Given records
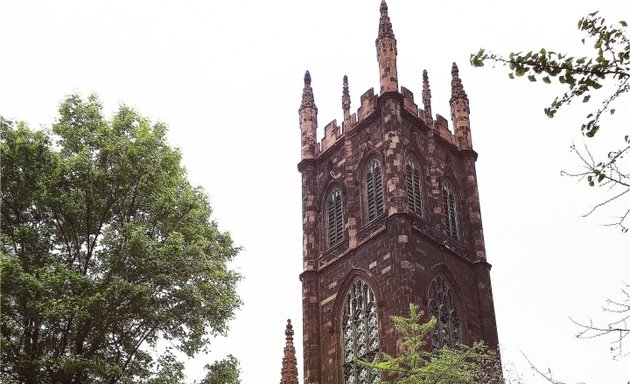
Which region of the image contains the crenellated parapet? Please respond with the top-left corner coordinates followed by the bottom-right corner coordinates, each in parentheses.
top-left (296, 0), bottom-right (498, 384)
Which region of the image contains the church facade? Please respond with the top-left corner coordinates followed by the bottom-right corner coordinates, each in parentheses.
top-left (281, 0), bottom-right (498, 384)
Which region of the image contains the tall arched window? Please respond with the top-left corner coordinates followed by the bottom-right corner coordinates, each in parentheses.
top-left (328, 188), bottom-right (343, 247)
top-left (428, 276), bottom-right (461, 350)
top-left (341, 280), bottom-right (381, 384)
top-left (365, 159), bottom-right (383, 221)
top-left (442, 183), bottom-right (458, 239)
top-left (405, 160), bottom-right (422, 216)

Requirement
Write out every line of the entries above again, requests included, and increase each bounding-box coordinate in the answers by 37. Leave the pictures out.

Written answer
Which region of the image contains the crenellated parapet? Please respond with the top-left corner coordinates followed by the bottom-right corner coordinates, each in parentheses.
top-left (333, 37), bottom-right (535, 421)
Which region of the image contains the church facade? Please respond with the top-left corner coordinates followed by the bottom-right corner coordinates, each in parentheses.
top-left (318, 37), bottom-right (535, 421)
Which region of the image contains the tall arched window? Please respond with the top-left corner coordinates followed by the bottom-right corner coordinates, each in parentheses.
top-left (365, 225), bottom-right (380, 284)
top-left (465, 313), bottom-right (498, 387)
top-left (378, 317), bottom-right (418, 421)
top-left (402, 196), bottom-right (420, 258)
top-left (479, 220), bottom-right (495, 276)
top-left (442, 197), bottom-right (459, 253)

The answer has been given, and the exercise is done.